GIVEN TASK 1 —
Summarize the passage on Kennewick Man in two sentences.
GIVEN TASK 2 —
In the passage on Kennewick Man, what was the anthropologist's first guess about the skeleton?
GIVEN TASK 3 —
Continue the passage on Kennewick Man from its final sentence.

TEXT BLOCK —
A man with a stone spear-point in his right hip is currently the subject of an ugly court battle in Portland, Oregon.
The case is not about assault or murder -- this man died 9,000 years ago. The argument is about who he was, where he came from, and where he's going.
The human remains known as Kennewick Man are named for the town in eastern Washington State where he was found in 1996. Two speedboat racing fans stumbled across his skull on the banks of the Columbia River while watching a race. They reported the skull to police, who found more bones nearby. The local coroner and an anthropologist were called in to help solve the mystery of the bones' past.
The anthropologist examined the site where the remains were found. He studied the height, skull shape and jaw of the skeleton. His first guess was that the skeleton belonged to a pioneer from the 1800s who died in his 40s or 50s.
But another scientist said the spear-point in the hip looked older -- at least 5,000 years older. Then a scientific laboratory using a carbon dating test put the bones at 9,000 years old. That test set off a legal battle about who owned the remains.
Who owns the bones?
The Army Corps of Engineers, an agency of the U.S. government, was in charge of the site where the bones were found. The Corps decided that the remains should be turned over to the region's American Indian tribes in accordance with a 1990 federal law on Native American rights.

[Data records]
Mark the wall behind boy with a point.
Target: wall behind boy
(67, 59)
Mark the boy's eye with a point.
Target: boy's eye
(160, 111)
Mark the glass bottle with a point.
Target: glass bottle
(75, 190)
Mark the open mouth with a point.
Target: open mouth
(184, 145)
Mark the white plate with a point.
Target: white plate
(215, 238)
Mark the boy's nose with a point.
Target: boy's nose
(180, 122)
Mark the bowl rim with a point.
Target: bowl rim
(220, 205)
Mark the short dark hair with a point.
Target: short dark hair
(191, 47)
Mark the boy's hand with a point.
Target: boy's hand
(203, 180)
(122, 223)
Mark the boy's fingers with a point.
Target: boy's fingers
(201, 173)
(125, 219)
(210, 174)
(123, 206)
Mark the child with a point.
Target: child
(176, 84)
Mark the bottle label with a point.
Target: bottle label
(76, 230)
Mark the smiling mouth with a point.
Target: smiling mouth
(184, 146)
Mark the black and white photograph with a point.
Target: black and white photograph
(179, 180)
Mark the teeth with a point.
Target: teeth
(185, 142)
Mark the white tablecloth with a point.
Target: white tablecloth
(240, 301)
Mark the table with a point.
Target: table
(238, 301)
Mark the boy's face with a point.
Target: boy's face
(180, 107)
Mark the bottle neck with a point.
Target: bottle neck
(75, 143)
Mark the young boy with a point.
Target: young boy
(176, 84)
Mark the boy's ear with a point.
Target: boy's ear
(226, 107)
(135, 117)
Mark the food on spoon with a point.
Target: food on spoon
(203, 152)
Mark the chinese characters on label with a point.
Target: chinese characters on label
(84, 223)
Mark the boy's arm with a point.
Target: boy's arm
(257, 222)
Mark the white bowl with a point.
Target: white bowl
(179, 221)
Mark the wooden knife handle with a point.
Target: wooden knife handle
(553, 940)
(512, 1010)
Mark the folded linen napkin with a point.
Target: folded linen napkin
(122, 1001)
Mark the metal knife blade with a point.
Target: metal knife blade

WRITTEN REPLY 1 —
Kennewick Man, whose 9,000-year-old skeleton has a stone spear-point in its right hip, was found in 1996 on the banks of the Columbia River in eastern Washington State and is now the subject of a court battle in Portland, Oregon. A carbon dating test of the bones set off a legal dispute over who owned the remains, and the Army Corps of Engineers decided they should go to the region's American Indian tribes under a 1990 federal law on Native American rights.

WRITTEN REPLY 2 —
He guessed that it belonged to a pioneer from the 1800s who died in his 40s or 50s.

WRITTEN REPLY 3 —
They argued that anyone living in America 9,000 years ago (way before Christopher Columbus) counts as Native American. The Umatilla, Nez Perce, Yakama, Colville and Wanapum tribes all claimed Kennewick Man as an ancestor and said they planned to rebury the bones.
But before the remains were handed over, eight leading scientists sued the government to stop the transfer. They wanted the right to study Kennewick Man, which they said could provide vital clues about the earliest human settlers in the Americas. They said the government hadn't proven Kennewick Man was really related to the modern day tribes who claimed him.
The Native American tribes say their beliefs and traditions tell them they are related to Kennewick Man -- whom they often refer to as "The Ancient One." As an ancestor, Kennewick Man should be buried with dignity and respect, not subjected to destructive scientific tests.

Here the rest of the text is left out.